§ **Consigne 1**: D'après le texte sur Malovište, quelle date est inscrite sur la plaque de l'école des jeunes filles grecques ?
§ **Consigne 2**: Traduisez en anglais la phrase suivante, tirée du texte sur Malovište : « En effet, si Malovište faisait partie des rares bourgs prospères d'artisans et commerçants aroumains où une école roumaine a pu être implantée, le parti grec n'était pas moins présent et influent. »
§ **Consigne 3**: Rédigez la suite du texte sur Malovište à partir de l'endroit où il s'arrête.

§ **Texte cité**:
L’information circule vite parmi les Aroumains vivant aux quatre
coins de la planète.
1886 : et foule arracha la barbe du métropolite grec…
Une autre fois, juste avant de
monter à travers la forêt vers l’église Ayia Ana, où les
habitants de Malovište
et des alentours se rendent les jours de pânâyr
fête,
on a aperçu derrière un muret assez élevé, posée sur une maison
en assez bon état, mais apparemment pas habitée, une plaque
comportant l’inscription « Ecole des jeunes filles grecques
de la communauté grecque orthodoxe de Milovista, 11 Janvier 1911 ».
En effet, si Malovište faisait partie des rares bourgs prospères
d’artisans et commerçants aroumains où une école roumaine a pu
être implantée, le parti grec n’était pas moins présent et
influent. Enfant, j’ai entendu à maintes reprises parler de cet
épisode héroïque qui a conduit à l’ouverture de cette école
parce qu’une certaine teta
Constantina, que je n’ai évidemment pas connue, y aurait
participé. Le récit qu’en a fait par l’ancien instituteur Guşu
Papacostea-Goga dans ses
mémoires correspond presque mot pour mot à l’histoire que l’on
racontait autrefois dans ma famille. La voici :
« En 1886
à Malovište, les-partisans du parti roumain, devenu majoritaire,
ont investi l’école communale. Accompagné des gendarmes, le
métropolite grec ne tarda pas à se rendre dans ce bourg. Ils firent
irruption dans le local de l’école, jetèrent par les fenêtres
les livres en roumain et procédèrent à l’arrestation de
l’instituteur. La foule arracha la barbe du métropolite, ce qui
entraîna d’autres arrestations. Sur la route de retour vers
Monastir (aujourd’hui Bitola), le convoi fut suivi par les
habitants de Malovište qui voulaient protester auprès du vali.

[Lignes d'un jeu de données de pointage d'objets]
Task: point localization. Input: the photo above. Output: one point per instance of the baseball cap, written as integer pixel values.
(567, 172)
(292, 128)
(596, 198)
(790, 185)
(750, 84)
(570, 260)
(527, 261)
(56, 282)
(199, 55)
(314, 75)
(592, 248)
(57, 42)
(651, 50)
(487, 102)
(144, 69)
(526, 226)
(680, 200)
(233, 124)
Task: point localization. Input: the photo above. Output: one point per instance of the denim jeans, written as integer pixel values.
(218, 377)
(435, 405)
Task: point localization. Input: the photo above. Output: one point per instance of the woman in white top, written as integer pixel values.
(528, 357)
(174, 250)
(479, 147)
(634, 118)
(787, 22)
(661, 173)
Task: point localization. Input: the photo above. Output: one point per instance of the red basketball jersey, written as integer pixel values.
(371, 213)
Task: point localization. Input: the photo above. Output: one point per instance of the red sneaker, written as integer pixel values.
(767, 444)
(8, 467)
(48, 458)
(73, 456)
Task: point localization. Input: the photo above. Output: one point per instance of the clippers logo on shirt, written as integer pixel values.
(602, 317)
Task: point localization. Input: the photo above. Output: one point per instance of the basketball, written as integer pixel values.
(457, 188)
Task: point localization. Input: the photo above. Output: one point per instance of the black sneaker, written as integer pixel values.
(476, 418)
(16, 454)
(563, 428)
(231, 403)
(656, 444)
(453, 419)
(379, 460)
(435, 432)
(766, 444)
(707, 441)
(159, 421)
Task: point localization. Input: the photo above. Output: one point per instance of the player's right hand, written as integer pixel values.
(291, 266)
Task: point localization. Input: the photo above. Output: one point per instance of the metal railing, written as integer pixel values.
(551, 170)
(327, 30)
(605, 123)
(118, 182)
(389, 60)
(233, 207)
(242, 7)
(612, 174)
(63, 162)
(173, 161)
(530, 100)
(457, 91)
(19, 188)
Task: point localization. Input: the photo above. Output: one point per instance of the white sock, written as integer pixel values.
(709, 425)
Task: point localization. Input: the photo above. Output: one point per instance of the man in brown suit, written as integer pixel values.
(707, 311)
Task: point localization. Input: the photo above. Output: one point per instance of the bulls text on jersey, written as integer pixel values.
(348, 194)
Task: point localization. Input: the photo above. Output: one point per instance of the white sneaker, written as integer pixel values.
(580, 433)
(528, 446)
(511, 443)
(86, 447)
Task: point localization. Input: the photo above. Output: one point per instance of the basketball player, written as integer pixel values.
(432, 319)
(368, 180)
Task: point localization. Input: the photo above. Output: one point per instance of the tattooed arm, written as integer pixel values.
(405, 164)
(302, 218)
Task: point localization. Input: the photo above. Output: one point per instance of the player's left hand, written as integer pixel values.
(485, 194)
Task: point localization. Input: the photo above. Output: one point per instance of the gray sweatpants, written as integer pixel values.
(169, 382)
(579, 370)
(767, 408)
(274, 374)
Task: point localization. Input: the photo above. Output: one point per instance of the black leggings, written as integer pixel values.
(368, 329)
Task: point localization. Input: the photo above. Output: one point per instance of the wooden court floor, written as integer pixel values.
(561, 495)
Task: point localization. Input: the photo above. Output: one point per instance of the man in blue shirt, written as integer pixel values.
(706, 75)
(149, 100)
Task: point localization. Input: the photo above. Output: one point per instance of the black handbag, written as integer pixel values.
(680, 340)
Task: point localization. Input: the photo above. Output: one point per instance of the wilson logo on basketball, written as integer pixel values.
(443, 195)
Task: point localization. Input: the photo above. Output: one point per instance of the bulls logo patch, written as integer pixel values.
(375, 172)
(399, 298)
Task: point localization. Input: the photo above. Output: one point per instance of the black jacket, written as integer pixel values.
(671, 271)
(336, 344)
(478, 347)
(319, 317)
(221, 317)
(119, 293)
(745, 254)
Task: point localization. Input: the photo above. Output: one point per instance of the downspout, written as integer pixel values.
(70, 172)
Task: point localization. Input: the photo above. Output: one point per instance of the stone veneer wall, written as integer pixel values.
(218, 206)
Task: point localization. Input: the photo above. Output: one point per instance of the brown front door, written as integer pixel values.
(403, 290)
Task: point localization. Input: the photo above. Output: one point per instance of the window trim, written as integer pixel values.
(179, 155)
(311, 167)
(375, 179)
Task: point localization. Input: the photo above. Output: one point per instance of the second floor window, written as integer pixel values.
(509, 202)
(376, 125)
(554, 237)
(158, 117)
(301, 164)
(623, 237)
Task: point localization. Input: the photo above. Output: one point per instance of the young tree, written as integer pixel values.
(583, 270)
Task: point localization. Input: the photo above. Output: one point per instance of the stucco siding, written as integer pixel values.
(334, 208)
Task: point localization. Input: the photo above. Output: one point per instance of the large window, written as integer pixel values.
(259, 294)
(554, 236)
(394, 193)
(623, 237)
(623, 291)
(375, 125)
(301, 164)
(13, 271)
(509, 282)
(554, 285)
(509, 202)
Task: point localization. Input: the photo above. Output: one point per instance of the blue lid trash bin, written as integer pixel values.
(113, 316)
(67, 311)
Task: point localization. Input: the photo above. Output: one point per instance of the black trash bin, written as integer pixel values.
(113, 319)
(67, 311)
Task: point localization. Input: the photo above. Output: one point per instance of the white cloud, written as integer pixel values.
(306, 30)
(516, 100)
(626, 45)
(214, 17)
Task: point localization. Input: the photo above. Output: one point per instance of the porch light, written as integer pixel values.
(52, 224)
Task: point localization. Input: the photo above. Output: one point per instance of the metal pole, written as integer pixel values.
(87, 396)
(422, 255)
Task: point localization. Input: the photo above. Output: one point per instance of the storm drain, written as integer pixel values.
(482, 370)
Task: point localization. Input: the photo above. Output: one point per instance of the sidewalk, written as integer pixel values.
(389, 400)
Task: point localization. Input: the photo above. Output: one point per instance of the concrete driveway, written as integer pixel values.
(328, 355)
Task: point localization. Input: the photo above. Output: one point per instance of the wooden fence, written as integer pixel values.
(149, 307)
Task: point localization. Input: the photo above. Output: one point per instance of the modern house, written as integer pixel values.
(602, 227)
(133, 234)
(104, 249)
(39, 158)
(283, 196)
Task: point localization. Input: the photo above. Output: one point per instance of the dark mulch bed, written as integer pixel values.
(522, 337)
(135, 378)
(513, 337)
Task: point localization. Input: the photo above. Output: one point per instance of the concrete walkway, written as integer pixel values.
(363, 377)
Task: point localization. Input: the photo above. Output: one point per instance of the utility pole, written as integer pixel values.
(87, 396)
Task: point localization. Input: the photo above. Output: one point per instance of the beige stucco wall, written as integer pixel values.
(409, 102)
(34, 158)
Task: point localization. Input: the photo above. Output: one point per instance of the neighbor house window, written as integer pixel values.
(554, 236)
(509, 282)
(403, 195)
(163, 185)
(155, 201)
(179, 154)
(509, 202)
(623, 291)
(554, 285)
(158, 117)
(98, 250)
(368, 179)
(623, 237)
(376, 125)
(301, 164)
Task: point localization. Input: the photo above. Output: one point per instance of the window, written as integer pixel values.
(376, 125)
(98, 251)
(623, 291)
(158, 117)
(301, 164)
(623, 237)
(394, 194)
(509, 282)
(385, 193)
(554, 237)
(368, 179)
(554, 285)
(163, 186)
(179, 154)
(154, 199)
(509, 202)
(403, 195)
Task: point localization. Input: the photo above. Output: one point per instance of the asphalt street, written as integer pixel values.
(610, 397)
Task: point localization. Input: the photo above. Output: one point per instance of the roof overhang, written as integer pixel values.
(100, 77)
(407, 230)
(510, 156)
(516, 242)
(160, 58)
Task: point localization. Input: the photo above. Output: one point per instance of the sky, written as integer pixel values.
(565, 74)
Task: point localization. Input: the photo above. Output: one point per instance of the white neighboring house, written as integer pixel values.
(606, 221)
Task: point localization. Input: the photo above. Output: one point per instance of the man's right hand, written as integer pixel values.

§ **Réponse finale 1**: 11 janvier 1911.

§ **Réponse finale 2**: Indeed, while Malovište was one of the few prosperous Aromanian towns of artisans and merchants where a Romanian school could be established, the Greek party was no less present and influential.

§ **Réponse finale 3**:
N’ayant pas obtenu gain de cause, le maire et les membres du
conseil communal envoyèrent une lettre au supérieur des lazaristes
et au vali
pour leur faire part de leur intention de reconnaître comme chef
religieux suprême le pape. Mis au courant, le métropolite
s’empressa de donner son accord pour l’école communale roumaine
de Malovište. »
Après
avoir traduit l’inscription grecque, en parlant de choses et
d’autres, Stamatis nous apprend qu’à Thessalonique comme à
Athènes on peut tomber sur des rues dont le nom est odos
Milovistis ou encore
odos
Monasteriu.
Voskopojë (en gr. Moschopolis) et Kruševo sont aussi à l’honneur,
sans parler des bourgs aroumains situés en zone grecque tels que
Perivoli ou Metzovo (ar. Aminciu). Rien de tout cela en Roumanie, ce
qui rappelle, si besoin est, la distance qui sépare ces contrés
habités par les Aroumains du pays des Roumains nord-danubiens, deux
mondes réunis un temps, en partie artificiellement.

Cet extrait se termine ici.